***** Materials provided *****

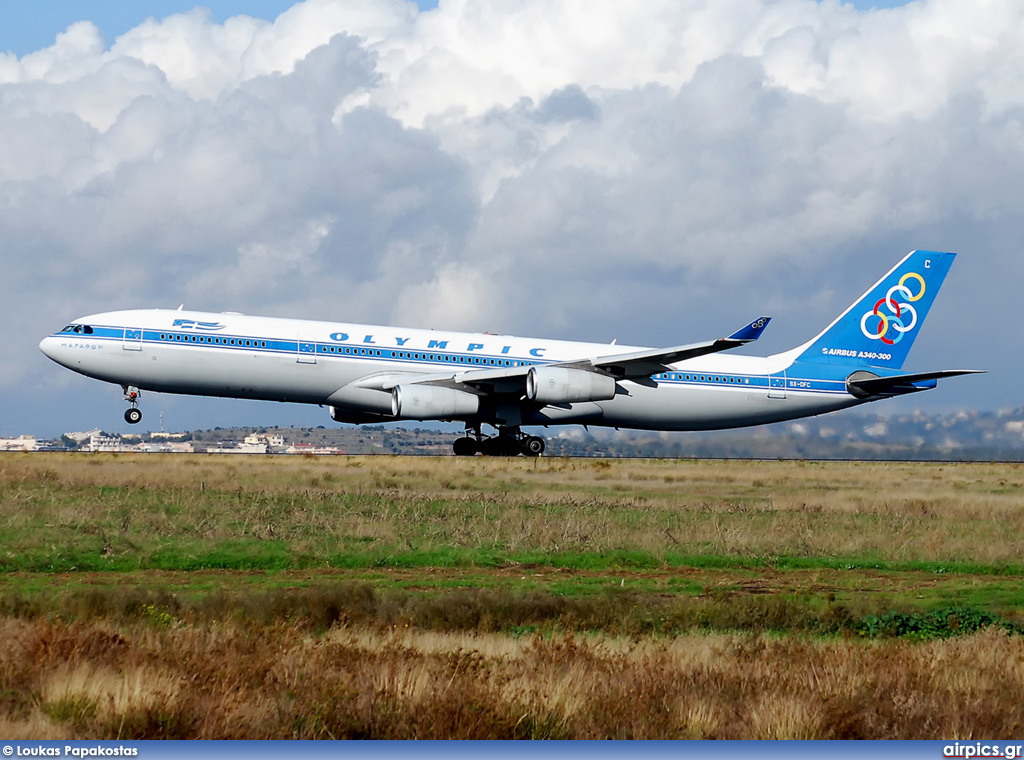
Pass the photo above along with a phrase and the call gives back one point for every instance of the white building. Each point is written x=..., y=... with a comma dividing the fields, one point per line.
x=272, y=440
x=20, y=444
x=109, y=444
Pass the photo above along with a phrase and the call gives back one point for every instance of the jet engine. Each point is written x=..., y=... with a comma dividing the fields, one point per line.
x=355, y=417
x=562, y=385
x=416, y=402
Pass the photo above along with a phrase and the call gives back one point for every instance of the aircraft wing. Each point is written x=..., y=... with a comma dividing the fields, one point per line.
x=499, y=380
x=654, y=361
x=864, y=384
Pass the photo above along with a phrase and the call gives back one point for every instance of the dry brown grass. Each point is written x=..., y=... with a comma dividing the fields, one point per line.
x=894, y=511
x=89, y=681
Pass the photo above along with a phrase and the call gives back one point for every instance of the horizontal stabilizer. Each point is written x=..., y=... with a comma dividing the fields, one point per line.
x=866, y=384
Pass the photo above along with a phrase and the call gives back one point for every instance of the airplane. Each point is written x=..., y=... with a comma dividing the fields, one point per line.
x=374, y=374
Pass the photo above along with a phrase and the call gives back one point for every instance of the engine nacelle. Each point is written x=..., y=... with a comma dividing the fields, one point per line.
x=352, y=398
x=562, y=385
x=415, y=402
x=355, y=417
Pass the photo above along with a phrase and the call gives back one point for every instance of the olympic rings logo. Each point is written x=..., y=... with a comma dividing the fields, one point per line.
x=897, y=311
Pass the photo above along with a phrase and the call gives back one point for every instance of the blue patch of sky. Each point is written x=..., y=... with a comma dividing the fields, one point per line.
x=27, y=26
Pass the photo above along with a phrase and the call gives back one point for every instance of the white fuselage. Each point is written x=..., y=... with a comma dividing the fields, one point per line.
x=235, y=355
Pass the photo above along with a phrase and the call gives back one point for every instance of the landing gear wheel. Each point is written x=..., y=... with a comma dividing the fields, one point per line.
x=465, y=447
x=532, y=446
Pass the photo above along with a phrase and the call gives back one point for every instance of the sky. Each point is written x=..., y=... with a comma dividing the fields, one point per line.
x=655, y=172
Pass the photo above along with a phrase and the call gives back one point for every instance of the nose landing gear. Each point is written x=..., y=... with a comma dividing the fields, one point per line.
x=510, y=441
x=133, y=415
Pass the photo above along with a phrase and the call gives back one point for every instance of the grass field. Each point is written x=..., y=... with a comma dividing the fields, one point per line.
x=391, y=597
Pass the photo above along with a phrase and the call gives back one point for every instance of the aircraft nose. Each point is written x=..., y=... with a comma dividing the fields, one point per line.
x=50, y=345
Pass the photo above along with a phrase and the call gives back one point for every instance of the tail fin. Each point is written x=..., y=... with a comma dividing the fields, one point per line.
x=880, y=328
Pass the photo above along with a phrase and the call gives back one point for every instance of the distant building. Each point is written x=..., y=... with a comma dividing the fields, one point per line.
x=20, y=444
x=108, y=444
x=82, y=437
x=273, y=440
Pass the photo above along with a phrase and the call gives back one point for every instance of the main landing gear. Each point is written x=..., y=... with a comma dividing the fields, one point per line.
x=510, y=441
x=133, y=415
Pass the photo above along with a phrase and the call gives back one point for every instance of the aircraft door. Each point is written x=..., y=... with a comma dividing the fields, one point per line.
x=133, y=339
x=307, y=351
x=776, y=385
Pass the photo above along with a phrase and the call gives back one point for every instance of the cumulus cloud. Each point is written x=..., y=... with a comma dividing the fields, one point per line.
x=649, y=172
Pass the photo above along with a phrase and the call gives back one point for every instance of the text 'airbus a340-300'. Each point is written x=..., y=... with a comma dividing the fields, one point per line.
x=373, y=374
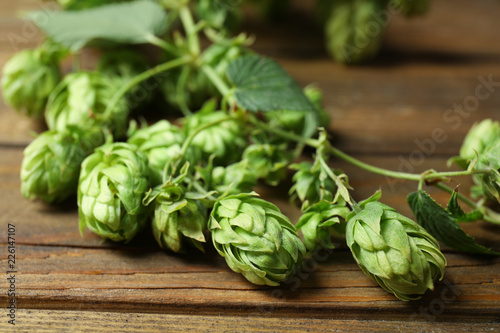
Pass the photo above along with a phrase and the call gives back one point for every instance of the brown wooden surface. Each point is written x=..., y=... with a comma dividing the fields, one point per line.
x=67, y=282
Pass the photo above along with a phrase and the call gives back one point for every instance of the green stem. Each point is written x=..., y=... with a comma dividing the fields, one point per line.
x=191, y=137
x=191, y=31
x=216, y=80
x=163, y=44
x=462, y=197
x=427, y=175
x=144, y=76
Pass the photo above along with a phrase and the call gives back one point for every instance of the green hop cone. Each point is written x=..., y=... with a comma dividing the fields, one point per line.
x=488, y=185
x=411, y=7
x=28, y=79
x=256, y=239
x=161, y=143
x=268, y=161
x=480, y=137
x=178, y=219
x=51, y=163
x=393, y=250
x=225, y=140
x=354, y=29
x=112, y=184
x=320, y=222
x=81, y=99
x=311, y=184
x=122, y=63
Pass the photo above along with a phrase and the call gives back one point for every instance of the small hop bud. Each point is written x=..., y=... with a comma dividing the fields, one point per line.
x=28, y=79
x=488, y=185
x=51, y=163
x=320, y=222
x=161, y=143
x=268, y=161
x=225, y=140
x=295, y=121
x=256, y=239
x=480, y=137
x=394, y=251
x=81, y=99
x=311, y=184
x=122, y=63
x=113, y=181
x=178, y=220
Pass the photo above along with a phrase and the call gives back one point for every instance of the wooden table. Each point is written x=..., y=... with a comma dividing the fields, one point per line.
x=383, y=113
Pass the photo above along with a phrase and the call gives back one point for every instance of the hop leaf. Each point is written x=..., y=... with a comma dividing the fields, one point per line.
x=255, y=239
x=480, y=137
x=354, y=29
x=113, y=181
x=297, y=121
x=190, y=86
x=394, y=251
x=28, y=79
x=489, y=184
x=51, y=163
x=82, y=98
x=122, y=63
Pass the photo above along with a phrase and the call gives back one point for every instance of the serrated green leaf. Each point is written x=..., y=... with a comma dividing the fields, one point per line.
x=263, y=85
x=442, y=225
x=458, y=214
x=131, y=23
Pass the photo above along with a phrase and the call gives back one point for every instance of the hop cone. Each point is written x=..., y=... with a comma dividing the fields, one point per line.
x=160, y=142
x=480, y=137
x=225, y=140
x=255, y=238
x=82, y=98
x=178, y=220
x=394, y=251
x=123, y=63
x=28, y=79
x=234, y=179
x=311, y=185
x=320, y=222
x=488, y=185
x=113, y=181
x=354, y=29
x=51, y=163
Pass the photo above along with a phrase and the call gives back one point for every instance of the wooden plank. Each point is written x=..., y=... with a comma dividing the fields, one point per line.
x=400, y=99
x=380, y=113
x=82, y=321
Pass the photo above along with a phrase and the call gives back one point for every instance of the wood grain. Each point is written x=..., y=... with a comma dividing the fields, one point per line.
x=384, y=113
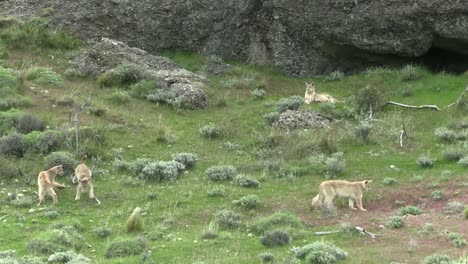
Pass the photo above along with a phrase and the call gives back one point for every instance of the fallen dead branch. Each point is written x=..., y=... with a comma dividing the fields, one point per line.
x=434, y=107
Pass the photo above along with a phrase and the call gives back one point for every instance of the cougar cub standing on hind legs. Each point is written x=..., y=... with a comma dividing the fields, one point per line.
x=83, y=175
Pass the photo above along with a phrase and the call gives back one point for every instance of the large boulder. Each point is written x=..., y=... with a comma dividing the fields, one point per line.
x=301, y=37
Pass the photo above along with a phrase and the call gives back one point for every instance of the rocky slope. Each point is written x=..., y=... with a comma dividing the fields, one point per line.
x=302, y=37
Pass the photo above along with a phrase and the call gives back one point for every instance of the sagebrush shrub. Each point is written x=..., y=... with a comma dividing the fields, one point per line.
x=227, y=219
x=275, y=238
x=27, y=123
x=64, y=158
x=44, y=76
x=290, y=103
x=394, y=221
x=275, y=221
x=425, y=162
x=362, y=132
x=389, y=181
x=437, y=259
x=126, y=247
x=12, y=144
x=412, y=210
x=245, y=181
x=188, y=159
x=409, y=73
x=210, y=131
x=335, y=76
x=250, y=201
x=219, y=173
x=319, y=252
x=369, y=98
x=445, y=134
x=437, y=195
x=161, y=171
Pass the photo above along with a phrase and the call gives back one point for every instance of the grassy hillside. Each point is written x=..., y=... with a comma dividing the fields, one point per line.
x=190, y=217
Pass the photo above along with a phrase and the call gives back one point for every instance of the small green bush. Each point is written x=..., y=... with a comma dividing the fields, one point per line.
x=64, y=158
x=227, y=219
x=12, y=144
x=389, y=181
x=412, y=210
x=103, y=231
x=275, y=238
x=275, y=221
x=143, y=88
x=210, y=131
x=290, y=103
x=319, y=252
x=394, y=221
x=245, y=181
x=119, y=97
x=369, y=98
x=362, y=132
x=446, y=135
x=123, y=75
x=126, y=247
x=335, y=76
x=272, y=117
x=219, y=173
x=250, y=201
x=258, y=93
x=425, y=162
x=437, y=259
x=188, y=159
x=409, y=73
x=437, y=195
x=44, y=76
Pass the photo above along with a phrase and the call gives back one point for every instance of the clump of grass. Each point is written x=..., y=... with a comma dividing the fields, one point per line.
x=320, y=252
x=335, y=76
x=188, y=159
x=250, y=201
x=394, y=221
x=275, y=238
x=245, y=181
x=258, y=93
x=210, y=131
x=412, y=210
x=220, y=173
x=425, y=162
x=44, y=76
x=290, y=103
x=389, y=181
x=409, y=73
x=437, y=195
x=437, y=259
x=457, y=239
x=126, y=247
x=275, y=221
x=103, y=231
x=445, y=134
x=267, y=257
x=227, y=219
x=217, y=191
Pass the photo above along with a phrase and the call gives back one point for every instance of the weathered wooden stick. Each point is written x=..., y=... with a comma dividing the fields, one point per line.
x=435, y=107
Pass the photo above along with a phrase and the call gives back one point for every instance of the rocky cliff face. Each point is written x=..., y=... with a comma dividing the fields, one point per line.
x=302, y=37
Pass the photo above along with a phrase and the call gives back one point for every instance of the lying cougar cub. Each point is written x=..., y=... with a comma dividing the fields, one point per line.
x=352, y=190
x=83, y=175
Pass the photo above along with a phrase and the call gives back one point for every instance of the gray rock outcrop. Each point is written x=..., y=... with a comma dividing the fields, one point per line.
x=301, y=37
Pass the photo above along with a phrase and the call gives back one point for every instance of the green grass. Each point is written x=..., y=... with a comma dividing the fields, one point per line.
x=176, y=217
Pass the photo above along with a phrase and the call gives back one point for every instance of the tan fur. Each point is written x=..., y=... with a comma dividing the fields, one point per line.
x=83, y=174
x=46, y=182
x=312, y=96
x=352, y=190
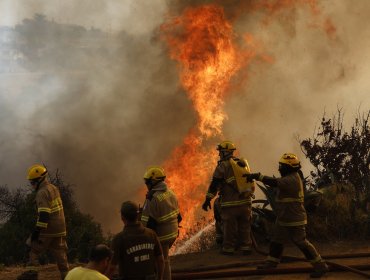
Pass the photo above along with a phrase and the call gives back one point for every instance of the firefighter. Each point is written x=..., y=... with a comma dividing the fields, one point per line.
x=291, y=215
x=235, y=199
x=137, y=250
x=161, y=212
x=50, y=231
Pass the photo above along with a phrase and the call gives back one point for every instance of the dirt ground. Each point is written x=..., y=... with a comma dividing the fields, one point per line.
x=212, y=258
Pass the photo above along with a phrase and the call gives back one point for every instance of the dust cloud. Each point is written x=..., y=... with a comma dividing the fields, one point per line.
x=97, y=96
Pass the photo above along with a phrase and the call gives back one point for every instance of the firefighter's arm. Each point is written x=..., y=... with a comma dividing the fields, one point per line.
x=149, y=215
x=113, y=264
x=159, y=259
x=270, y=181
x=212, y=191
x=43, y=210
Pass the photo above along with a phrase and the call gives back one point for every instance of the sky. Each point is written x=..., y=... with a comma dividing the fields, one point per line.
x=104, y=125
x=134, y=16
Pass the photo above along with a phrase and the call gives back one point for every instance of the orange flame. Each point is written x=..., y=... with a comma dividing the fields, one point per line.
x=201, y=40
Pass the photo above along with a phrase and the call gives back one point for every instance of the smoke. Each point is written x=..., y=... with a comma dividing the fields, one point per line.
x=101, y=105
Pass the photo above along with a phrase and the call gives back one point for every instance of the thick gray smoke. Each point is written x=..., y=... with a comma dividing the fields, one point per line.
x=102, y=105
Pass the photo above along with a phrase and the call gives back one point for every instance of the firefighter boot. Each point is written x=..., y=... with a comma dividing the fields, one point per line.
x=320, y=269
x=28, y=275
x=267, y=265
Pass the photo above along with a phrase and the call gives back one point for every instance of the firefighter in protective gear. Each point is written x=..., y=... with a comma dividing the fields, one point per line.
x=50, y=231
x=161, y=212
x=291, y=214
x=236, y=204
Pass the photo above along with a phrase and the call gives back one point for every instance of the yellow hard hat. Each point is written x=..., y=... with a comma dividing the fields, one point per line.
x=290, y=159
x=155, y=173
x=226, y=146
x=36, y=171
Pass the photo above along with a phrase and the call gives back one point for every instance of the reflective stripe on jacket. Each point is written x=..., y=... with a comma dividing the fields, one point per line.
x=48, y=200
x=290, y=209
x=163, y=208
x=227, y=186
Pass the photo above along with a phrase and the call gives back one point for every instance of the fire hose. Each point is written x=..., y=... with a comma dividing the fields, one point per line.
x=332, y=264
x=216, y=270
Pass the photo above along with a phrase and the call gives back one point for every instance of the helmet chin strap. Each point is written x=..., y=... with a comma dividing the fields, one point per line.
x=42, y=179
x=225, y=154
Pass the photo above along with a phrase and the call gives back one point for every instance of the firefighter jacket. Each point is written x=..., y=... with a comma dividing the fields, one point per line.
x=161, y=212
x=224, y=181
x=289, y=199
x=50, y=211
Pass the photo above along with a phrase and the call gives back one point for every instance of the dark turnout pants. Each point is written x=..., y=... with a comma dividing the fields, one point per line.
x=297, y=234
x=236, y=228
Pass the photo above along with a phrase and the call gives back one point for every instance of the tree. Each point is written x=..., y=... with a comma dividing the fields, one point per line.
x=18, y=214
x=345, y=155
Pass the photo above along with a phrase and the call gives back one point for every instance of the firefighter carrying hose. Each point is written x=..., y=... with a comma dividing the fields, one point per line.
x=291, y=215
x=235, y=199
x=161, y=212
x=50, y=231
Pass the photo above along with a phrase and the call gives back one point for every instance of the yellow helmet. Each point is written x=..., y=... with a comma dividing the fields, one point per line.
x=154, y=173
x=36, y=171
x=291, y=160
x=226, y=146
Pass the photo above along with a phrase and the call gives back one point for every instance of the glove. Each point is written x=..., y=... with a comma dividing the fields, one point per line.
x=35, y=235
x=252, y=176
x=207, y=204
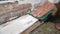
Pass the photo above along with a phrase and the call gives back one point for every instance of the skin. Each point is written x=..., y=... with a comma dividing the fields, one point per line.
x=40, y=11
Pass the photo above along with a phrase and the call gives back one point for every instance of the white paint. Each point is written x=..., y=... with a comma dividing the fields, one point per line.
x=5, y=1
x=19, y=25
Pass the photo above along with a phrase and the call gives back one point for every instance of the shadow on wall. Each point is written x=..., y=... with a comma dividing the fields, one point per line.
x=57, y=17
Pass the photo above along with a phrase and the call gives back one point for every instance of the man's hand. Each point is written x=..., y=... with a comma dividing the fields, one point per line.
x=40, y=11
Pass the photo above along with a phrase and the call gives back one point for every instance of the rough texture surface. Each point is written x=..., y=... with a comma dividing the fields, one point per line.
x=47, y=28
x=9, y=10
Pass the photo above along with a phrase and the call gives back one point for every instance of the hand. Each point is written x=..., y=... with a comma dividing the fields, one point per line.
x=40, y=11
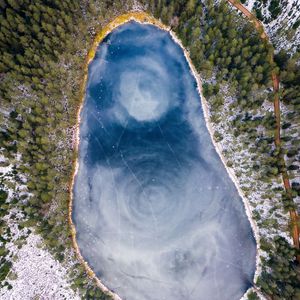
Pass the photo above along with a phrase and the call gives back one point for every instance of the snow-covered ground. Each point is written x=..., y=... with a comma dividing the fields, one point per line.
x=34, y=274
x=280, y=29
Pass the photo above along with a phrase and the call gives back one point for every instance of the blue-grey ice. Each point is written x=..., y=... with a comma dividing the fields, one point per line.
x=156, y=213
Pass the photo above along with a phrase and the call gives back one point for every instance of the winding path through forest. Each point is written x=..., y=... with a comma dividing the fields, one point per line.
x=275, y=79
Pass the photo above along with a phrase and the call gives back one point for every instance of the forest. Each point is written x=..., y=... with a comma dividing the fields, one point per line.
x=43, y=48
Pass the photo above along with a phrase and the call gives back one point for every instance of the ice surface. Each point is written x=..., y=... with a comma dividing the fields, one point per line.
x=157, y=216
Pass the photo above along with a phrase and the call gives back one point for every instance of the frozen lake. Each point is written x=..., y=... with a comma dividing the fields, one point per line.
x=156, y=213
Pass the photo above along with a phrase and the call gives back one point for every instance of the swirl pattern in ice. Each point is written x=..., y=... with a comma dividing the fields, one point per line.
x=156, y=214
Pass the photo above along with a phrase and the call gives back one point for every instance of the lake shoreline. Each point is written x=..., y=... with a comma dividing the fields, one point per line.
x=143, y=18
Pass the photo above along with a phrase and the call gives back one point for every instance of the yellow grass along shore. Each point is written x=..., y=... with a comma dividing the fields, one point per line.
x=144, y=18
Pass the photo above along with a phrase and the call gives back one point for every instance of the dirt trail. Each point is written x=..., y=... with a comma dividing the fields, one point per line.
x=275, y=79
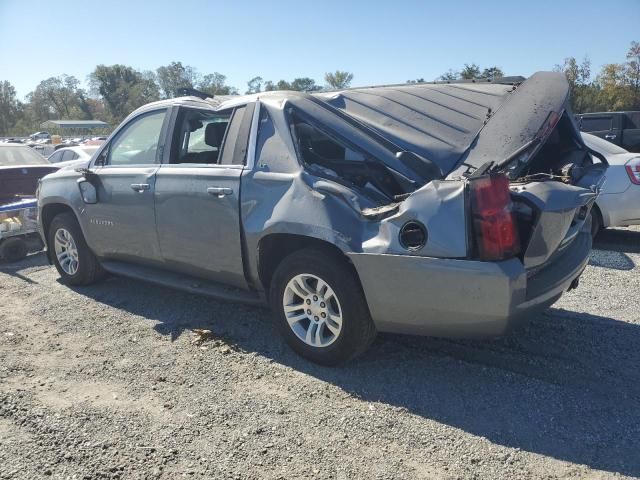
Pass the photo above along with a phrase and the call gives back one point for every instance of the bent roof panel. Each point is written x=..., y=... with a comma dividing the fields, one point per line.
x=437, y=121
x=74, y=124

*****

### What is asked
Can you print the rows above word for word, beginning at the start of the rows and stopping after the line that contains "x=864, y=384"? Leave the pictures out.

### Solution
Pass the photo above along with a phrase and the call gives back one point for every instance of the white building. Each point is written x=..., y=... with a comma dividing the fields, one point per line.
x=272, y=440
x=20, y=444
x=109, y=444
Pass the photo above along with a phrase and the call gives back one point for every instance of the jet engine. Each point is written x=..., y=... with a comma dividing the fields, one point per line.
x=355, y=417
x=562, y=385
x=416, y=402
Pass the photo above along with a phrase and the call gives back one point for every instance of the aircraft wing. Each point is written x=..., y=... with a comma dividing the fields, one point per line.
x=499, y=380
x=654, y=361
x=864, y=384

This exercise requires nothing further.